- _RECORDS SHOWN_:
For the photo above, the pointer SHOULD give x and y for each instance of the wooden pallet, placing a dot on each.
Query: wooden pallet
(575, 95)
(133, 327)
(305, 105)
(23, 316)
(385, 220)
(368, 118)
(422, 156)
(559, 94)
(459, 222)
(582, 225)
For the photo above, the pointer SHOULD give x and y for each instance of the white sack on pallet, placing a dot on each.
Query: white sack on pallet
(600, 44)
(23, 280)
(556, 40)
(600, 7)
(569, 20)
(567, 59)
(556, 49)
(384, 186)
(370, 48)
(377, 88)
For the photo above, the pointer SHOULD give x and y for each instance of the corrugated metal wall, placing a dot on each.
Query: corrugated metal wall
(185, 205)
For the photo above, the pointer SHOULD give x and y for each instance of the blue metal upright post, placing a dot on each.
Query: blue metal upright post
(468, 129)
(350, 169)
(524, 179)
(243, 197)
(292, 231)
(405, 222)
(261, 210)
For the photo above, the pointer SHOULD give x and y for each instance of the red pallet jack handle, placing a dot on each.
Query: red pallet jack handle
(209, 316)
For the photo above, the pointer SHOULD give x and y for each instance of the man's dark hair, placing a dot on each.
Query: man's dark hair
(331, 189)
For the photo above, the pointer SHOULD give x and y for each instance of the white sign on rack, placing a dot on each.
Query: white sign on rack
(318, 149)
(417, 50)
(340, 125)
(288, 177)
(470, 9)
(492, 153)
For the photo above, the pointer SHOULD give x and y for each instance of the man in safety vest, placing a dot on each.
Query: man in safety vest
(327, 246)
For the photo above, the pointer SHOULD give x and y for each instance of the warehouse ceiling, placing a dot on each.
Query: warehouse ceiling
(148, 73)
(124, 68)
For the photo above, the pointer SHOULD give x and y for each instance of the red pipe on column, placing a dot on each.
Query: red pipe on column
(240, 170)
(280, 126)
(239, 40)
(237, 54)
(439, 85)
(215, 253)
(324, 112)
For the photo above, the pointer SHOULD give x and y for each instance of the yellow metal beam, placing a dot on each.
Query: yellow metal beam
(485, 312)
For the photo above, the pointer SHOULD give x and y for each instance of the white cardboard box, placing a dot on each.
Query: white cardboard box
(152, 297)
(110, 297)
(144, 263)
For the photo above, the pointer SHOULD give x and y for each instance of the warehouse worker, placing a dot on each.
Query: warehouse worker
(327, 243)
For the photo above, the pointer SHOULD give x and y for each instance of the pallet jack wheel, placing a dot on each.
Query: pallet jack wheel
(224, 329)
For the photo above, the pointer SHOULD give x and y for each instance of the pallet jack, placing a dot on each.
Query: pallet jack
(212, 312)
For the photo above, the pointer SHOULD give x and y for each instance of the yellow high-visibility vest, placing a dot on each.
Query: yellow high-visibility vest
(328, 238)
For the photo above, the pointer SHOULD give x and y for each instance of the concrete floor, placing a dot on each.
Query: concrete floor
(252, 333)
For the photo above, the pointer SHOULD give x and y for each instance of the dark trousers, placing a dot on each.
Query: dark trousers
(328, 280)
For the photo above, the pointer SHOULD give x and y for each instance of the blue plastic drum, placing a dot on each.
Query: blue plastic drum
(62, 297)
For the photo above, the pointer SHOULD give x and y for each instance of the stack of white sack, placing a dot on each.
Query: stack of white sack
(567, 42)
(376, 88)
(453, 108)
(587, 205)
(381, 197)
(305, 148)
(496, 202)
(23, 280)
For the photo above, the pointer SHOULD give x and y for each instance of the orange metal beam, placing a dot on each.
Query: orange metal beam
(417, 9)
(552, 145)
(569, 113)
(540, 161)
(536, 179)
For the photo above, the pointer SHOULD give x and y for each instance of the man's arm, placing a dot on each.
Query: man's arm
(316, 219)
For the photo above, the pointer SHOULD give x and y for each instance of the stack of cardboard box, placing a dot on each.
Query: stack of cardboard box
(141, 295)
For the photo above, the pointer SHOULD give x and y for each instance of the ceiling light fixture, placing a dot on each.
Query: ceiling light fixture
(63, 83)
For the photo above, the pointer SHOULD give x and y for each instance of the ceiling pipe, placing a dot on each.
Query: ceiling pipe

- _TASK OBJECTIVE_:
Write the material above out in full, exactly as it reads.

- _PROBLEM SOLUTION_:
For the photo above, the pointer SHOULD give x and y for each instance of the wooden pallet, placing a dot on each.
Query: wooden pallet
(575, 95)
(133, 327)
(305, 105)
(23, 316)
(385, 220)
(368, 118)
(422, 156)
(559, 94)
(459, 222)
(582, 225)
For the photo above, the pointer SHOULD give x and y for each instance of the white sack on pallet, placing a dot on each.
Query: white sack on pallet
(600, 44)
(23, 280)
(556, 40)
(600, 7)
(569, 20)
(567, 59)
(556, 49)
(384, 186)
(370, 48)
(377, 88)
For the photo above, the pointer SHOULD give x and y for each instance of the corrugated metal wall, placing a dot on each.
Query: corrugated metal wall
(185, 205)
For the photo above, the pointer SHOULD give x and y for each instance of the blue metal upright post, placing a dot on each.
Query: blue metal upright post
(468, 129)
(350, 169)
(524, 179)
(243, 197)
(292, 231)
(405, 222)
(261, 210)
For the photo above, the pointer SHOULD give x and y for each instance of the red pallet jack handle, placing a dot on each.
Query: red pallet jack handle
(209, 316)
For the photo above, the pointer SHOULD give x and y for each instance of the man's dark hair, placing a dot on each.
Query: man's dark hair
(331, 189)
For the photo above, the pointer SHOULD give x and y for each instance of the white sign on rack, placing a dot on each.
Query: white sign on rack
(318, 149)
(417, 50)
(340, 125)
(288, 177)
(470, 9)
(492, 153)
For the photo above, the pointer SHOULD give x and y for each instance of the man in safety vest, placing a dot on each.
Query: man in safety vest
(327, 246)
For the photo above, the pointer SHOULD give x and y for each instance of the warehouse ceiling, placing a dot on each.
Query: warehouse ceiling
(148, 73)
(124, 68)
For the photo above, the pointer SHOULD give x and y for each instance of the red pipe on column, placing a dot on each.
Query: red pipe on column
(240, 170)
(280, 126)
(239, 40)
(237, 54)
(439, 85)
(215, 253)
(324, 112)
For the photo above, the pointer SHOULD give x and y for each instance of the yellow metal beam, placing a dot on each.
Query: yellow metal beam
(485, 312)
For the photo above, the pointer SHOULD give x and y for each instance of the white cardboard box, placing a dot on each.
Query: white cardboard box
(152, 297)
(110, 297)
(144, 263)
For the photo above, the pointer SHOULD give x and y for each instance of the warehouse worker, placing a dot on each.
Query: warehouse worker
(327, 243)
For the photo above, the pointer SHOULD give x and y for each instance of the pallet jack wheel, placing a dot on each.
Query: pallet jack wheel
(224, 329)
For the photo above, the pointer SHOULD give x and y for each instance of the pallet jack, placing a dot on each.
Query: pallet jack
(212, 312)
For the photo above, the pointer SHOULD give x and y for each instance of the yellow high-visibility vest, placing a dot on each.
Query: yellow high-visibility vest
(328, 238)
For the photo above, the pointer SHOULD give x and y for each instance of the concrete floor, placing a dot on each.
Query: concrete floor
(252, 333)
For the photo above, the pointer SHOULD give x and y for each instance of the dark trousers, placing a dot on each.
Query: dark trousers
(328, 280)
For the photo above, the pointer SHOULD give x and y for each instance of the blue plastic drum, placing a dot on each.
Query: blue plastic drum
(62, 297)
For the photo above, the pointer SHOULD give x and y for each instance of the stack of white sack, placing a dot on each.
Query: stack of white sack
(567, 42)
(376, 88)
(453, 108)
(587, 205)
(381, 197)
(305, 148)
(496, 202)
(23, 280)
For the photo above, the pointer SHOULD give x and y for each instance of the orange metal beam, placing a dot on each.
Query: orange metal beam
(417, 9)
(552, 145)
(569, 113)
(540, 161)
(536, 179)
For the photo above, the pointer SHOULD give x and y for each instance of the man's arm, placing a dot on each.
Query: man's arm
(316, 219)
For the photo above, the pointer SHOULD give x and y for each instance of the stack of cardboard box, placing a dot on each.
Query: stack of cardboard box
(141, 295)
For the photo above, the pointer SHOULD give x and y for each instance of the ceiling light fixture, placing a dot on each.
Query: ceiling light fixture
(63, 83)
For the photo above, the pointer SHOULD give x and y for each instance of the ceiling pipe, placing a dot on each.
Query: ceiling pipe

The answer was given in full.